▶ **HOW TO COMPLETE THIS TASK**: Output all records below verbatim.

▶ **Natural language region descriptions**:
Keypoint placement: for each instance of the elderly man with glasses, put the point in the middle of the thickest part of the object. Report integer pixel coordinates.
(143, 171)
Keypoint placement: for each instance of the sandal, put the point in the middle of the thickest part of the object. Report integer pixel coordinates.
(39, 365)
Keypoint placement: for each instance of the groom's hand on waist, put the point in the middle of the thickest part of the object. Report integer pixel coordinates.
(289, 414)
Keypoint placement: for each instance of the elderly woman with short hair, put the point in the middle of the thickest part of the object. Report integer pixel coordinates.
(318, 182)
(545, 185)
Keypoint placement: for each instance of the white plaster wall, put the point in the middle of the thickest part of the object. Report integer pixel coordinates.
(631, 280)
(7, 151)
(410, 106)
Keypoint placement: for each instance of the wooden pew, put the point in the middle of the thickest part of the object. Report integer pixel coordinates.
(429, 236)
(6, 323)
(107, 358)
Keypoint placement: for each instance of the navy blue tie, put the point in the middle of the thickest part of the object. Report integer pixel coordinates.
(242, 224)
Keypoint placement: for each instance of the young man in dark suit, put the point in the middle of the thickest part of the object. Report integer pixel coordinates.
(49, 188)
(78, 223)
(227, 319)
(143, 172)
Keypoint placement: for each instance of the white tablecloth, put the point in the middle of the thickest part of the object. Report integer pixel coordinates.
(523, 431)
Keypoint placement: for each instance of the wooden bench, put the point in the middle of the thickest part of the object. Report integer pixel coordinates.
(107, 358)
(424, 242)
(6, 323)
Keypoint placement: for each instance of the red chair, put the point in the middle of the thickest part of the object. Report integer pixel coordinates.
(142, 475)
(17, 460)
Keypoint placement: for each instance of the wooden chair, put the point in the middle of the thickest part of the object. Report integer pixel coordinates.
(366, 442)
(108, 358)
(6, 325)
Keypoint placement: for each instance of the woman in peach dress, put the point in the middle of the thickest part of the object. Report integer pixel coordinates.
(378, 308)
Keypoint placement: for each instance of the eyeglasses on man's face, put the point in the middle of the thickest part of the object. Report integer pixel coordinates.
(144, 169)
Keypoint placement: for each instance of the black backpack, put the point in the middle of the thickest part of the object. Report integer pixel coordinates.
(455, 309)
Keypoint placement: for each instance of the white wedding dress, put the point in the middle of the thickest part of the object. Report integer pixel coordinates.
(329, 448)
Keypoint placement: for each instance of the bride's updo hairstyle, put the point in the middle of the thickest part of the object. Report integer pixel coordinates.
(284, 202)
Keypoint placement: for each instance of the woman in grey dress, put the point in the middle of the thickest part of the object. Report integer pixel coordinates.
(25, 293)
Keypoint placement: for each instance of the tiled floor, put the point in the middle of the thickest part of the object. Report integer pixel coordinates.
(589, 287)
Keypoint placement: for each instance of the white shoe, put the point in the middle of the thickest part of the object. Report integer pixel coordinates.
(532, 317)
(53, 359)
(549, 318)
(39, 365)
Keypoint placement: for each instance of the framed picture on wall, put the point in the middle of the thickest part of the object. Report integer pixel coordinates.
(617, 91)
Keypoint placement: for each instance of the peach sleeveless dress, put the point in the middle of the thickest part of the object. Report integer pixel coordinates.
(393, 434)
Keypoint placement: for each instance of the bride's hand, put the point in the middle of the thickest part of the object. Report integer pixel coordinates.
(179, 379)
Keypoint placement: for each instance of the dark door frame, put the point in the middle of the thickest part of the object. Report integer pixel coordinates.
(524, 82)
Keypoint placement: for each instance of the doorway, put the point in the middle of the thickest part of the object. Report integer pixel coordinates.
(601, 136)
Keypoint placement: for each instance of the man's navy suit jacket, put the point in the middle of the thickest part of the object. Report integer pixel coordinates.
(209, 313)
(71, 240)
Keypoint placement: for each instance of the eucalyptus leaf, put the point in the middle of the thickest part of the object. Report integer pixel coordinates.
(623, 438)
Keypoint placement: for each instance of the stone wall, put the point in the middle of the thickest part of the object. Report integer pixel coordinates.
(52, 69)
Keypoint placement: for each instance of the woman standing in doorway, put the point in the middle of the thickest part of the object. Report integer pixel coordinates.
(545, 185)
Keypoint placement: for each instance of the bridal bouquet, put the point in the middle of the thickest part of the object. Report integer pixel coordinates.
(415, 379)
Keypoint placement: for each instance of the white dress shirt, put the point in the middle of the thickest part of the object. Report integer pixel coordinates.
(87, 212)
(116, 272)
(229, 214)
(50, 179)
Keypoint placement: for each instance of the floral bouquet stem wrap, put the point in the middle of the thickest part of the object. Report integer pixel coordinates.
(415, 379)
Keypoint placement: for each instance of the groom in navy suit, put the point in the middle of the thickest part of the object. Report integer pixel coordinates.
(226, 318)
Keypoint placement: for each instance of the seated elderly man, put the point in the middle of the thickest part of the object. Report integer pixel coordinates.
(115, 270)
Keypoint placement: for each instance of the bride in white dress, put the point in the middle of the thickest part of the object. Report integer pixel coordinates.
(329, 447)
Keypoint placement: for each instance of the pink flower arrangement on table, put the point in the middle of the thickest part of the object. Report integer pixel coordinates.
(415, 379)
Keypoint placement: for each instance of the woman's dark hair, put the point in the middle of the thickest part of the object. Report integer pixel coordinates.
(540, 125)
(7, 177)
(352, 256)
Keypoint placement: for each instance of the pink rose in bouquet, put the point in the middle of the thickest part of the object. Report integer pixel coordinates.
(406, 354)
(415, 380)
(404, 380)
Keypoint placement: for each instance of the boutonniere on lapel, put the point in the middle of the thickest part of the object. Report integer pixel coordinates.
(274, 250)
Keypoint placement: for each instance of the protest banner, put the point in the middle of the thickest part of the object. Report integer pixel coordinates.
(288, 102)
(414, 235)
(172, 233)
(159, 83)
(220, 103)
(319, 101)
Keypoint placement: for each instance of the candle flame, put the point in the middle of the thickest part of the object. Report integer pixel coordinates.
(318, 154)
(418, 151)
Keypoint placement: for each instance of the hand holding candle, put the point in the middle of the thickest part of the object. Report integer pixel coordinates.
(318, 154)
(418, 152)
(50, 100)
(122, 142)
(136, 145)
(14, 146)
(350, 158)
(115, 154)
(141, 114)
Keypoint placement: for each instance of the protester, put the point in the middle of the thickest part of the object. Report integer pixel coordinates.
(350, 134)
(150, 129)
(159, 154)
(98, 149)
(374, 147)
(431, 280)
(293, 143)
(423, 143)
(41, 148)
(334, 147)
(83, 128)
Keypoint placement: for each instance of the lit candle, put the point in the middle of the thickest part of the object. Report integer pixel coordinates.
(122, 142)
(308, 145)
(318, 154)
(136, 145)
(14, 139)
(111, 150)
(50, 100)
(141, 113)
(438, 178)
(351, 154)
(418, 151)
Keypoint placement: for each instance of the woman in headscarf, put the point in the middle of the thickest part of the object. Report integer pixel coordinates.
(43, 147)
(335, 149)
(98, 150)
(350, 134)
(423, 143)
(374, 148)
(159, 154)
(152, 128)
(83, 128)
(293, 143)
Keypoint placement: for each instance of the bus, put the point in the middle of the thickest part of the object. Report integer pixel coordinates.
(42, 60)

▶ **ANSWER FOR THE TASK**:
Keypoint placement: for each instance of the elderly man with glasses, put the point in the middle of the thickest part of the object. Report integer pixel coordinates.
(143, 171)
Keypoint placement: for each instance of the sandal, put the point in the middle of the thickest part of the object. Report integer pixel coordinates.
(39, 365)
Keypoint placement: for each instance of the groom's hand on waist, put the point in the middle of the thickest part of the object. Report integer pixel coordinates.
(289, 414)
Keypoint placement: for each instance of the elderly woman with short hair, put the point in the middle of the thickest part of the object. Report integer pixel coordinates.
(318, 182)
(545, 185)
Keypoint placement: for each instance of the white plaster wall, put the point in the middle of the thickest part of the object. Report integer pixel coordinates.
(631, 280)
(7, 151)
(410, 106)
Keypoint placement: for each instance of the wooden pew, put the point in the middle of the thickest part of the object. Report integer pixel coordinates.
(429, 236)
(6, 323)
(107, 358)
Keypoint placement: for each instance of the navy blue tie, put the point in the middle of the thickest part of the object. Report integer pixel coordinates.
(242, 224)
Keypoint placement: for each instance of the young man in dark suit, put the point in the middle of the thickest part of the object. Report integer pixel coordinates.
(49, 188)
(78, 223)
(227, 319)
(143, 172)
Keypoint placement: for each instance of the white tablecloth, put the point in the middle of the thickest part of the object. Report integer pixel coordinates.
(523, 431)
Keypoint placement: for each instance of the wooden bench, put the point in the middle of the thickest part of the object. Report integer pixel coordinates.
(107, 358)
(424, 242)
(6, 323)
Keypoint placement: for each instance of the red chair, put the point in the middle of the thickest part of the object. Report integer pixel coordinates.
(142, 475)
(17, 460)
Keypoint placement: for each instance of the wooden chair, put the point in the middle of the thickest part of the object. Report integer pixel coordinates.
(366, 442)
(108, 358)
(6, 325)
Keypoint placement: for each instance of the woman in peach dress, put the point in the middle of the thickest part of the object. Report integer pixel coordinates.
(378, 308)
Keypoint placement: for each instance of the eyeglasses on man's face, put the point in the middle of the thickest part of the object. Report integer pixel coordinates.
(144, 169)
Keypoint placement: for each instance of the black backpack, put the point in the middle of the thickest part of the object. Report integer pixel coordinates.
(455, 309)
Keypoint placement: for each instance of the white wedding dress, put the point in the middle of the thickest part of the object. Report integer pixel coordinates.
(329, 448)
Keypoint placement: for each instance of the bride's updo hairstyle, put the point in the middle of the thickest part of the object. Report integer pixel coordinates.
(284, 202)
Keypoint placement: for each instance of the woman in grey dress, put the point in the middle of the thickest part of the object. Report integer pixel coordinates.
(25, 293)
Keypoint placement: for each instance of the tiled floor, put the point in the middle of the thickest part of the object. Report integer pixel coordinates.
(589, 287)
Keypoint placement: for each instance of the white shoe, put the point in the middle of the thickest part of the object. Report integer pixel coordinates.
(532, 317)
(53, 359)
(549, 318)
(39, 365)
Keypoint placement: for each instance of the framed picture on wall, put the point in the middle of the thickest part of the object. Report integer pixel coordinates.
(617, 91)
Keypoint placement: for each instance of the peach sleeveless dress, put the point in the middle of the thickest part of the object. Report integer pixel coordinates.
(393, 434)
Keypoint placement: for each instance of the bride's hand, put the point in the middle of the thickest part of the object. Report integer pixel coordinates.
(179, 379)
Keypoint placement: for each instance of the dark door frame, put the point in the middle of the thickest part of the object. Report integer pixel coordinates.
(524, 82)
Keypoint placement: for each instance of the doorway, put the point in the middle of the thickest part of the object. Report integer pixel coordinates.
(601, 136)
Keypoint placement: for each instance of the man's navy suit jacket, put the point in the middle of the thickest part of the object. Report integer pixel coordinates.
(209, 313)
(71, 240)
Keypoint placement: for each instance of the eucalyptus leaf, put the point in the middle of the thickest part of the object. Report integer pixel coordinates.
(623, 438)
Keypoint placement: for each instance of the stone wall, put the point in the middle of the thickest part of the object. Report integer pixel coordinates.
(52, 69)
Keypoint placement: for each instance of the woman standing in doorway, put the point in the middle of the thickest part of the object. Report integer pixel coordinates.
(545, 185)
Keypoint placement: for each instance of the bridal bouquet, put the point in the middle of the thickest part of the object. Report integer pixel coordinates.
(415, 379)
Keypoint placement: for each instance of the white dress shirt, put the point in the middle of the thickest part of the object. Report integer pixel coordinates.
(87, 212)
(116, 272)
(229, 214)
(50, 179)
Keypoint placement: for each instance of the floral bouquet stem wrap, put the point in the middle of the thickest part of the object. Report integer pixel coordinates.
(415, 379)
Keypoint placement: for each instance of the groom in navy suit, put the point in the middle of the thickest part of the object. Report integer pixel coordinates.
(226, 318)
Keypoint placement: for each instance of the seated elderly man, put the point in the middle of the thickest part of the object. Report integer pixel coordinates.
(115, 270)
Keypoint placement: for each instance of the bride in white dress, put the point in the middle of the thickest part of the object. Report integer pixel coordinates.
(329, 447)
Keypoint placement: for each instance of the pink flower arrangement on table, put the point in the middle of the thickest part of the object. Report integer pixel coordinates.
(415, 379)
Keypoint placement: for each instance of the woman's dark hair, put the point in the middle of the thickest part of the object. Report integer pixel coordinates.
(540, 125)
(7, 177)
(352, 256)
Keypoint placement: for each instance of the pink rose in bouquet, put the point in the middle of the thickest part of the object. Report integer pixel coordinates.
(406, 354)
(415, 380)
(404, 380)
Keypoint placement: for each instance of the boutonniere on lapel, put the point in the middle of the thickest part of the object. Report integer pixel coordinates.
(274, 250)
Keypoint placement: for each instance of the protest banner, put the point in the middle of the thickest part of the object. Report integer pixel coordinates.
(288, 102)
(414, 235)
(172, 233)
(159, 83)
(220, 103)
(319, 101)
Keypoint placement: for each instance of the candle flame, put the point in the middle of the thickest part of the object. Report integer pixel coordinates.
(318, 154)
(418, 151)
Keypoint placement: for each instance of the hand holding candle, put the point in the middle of the thickest part of the object. Report integer pixel coordinates.
(318, 154)
(418, 152)
(50, 100)
(122, 142)
(136, 145)
(14, 146)
(350, 158)
(115, 154)
(141, 114)
Keypoint placement: for each instance of the protester, put the point in the middle of the thickest part of the object. Report integer pixel coordinates.
(350, 134)
(150, 129)
(159, 154)
(98, 149)
(374, 147)
(431, 280)
(293, 143)
(423, 143)
(41, 148)
(334, 147)
(83, 128)
Keypoint placement: for each instance of the lit candle, put the point in the middle of the thickest part of the object. Report integer pixel coordinates.
(122, 142)
(308, 145)
(318, 154)
(136, 145)
(14, 139)
(111, 150)
(50, 100)
(141, 113)
(438, 178)
(351, 154)
(418, 151)
Keypoint placement: for each instance of the woman in headscarf, put the point in the middle of the thickest part of the object. Report integer pixel coordinates.
(43, 147)
(335, 149)
(98, 150)
(350, 134)
(423, 143)
(374, 148)
(159, 154)
(152, 128)
(83, 128)
(293, 143)
Keypoint placement: for each instance of the bus, put the point in the middle of the thickest part of the object. Report integer pixel coordinates.
(42, 60)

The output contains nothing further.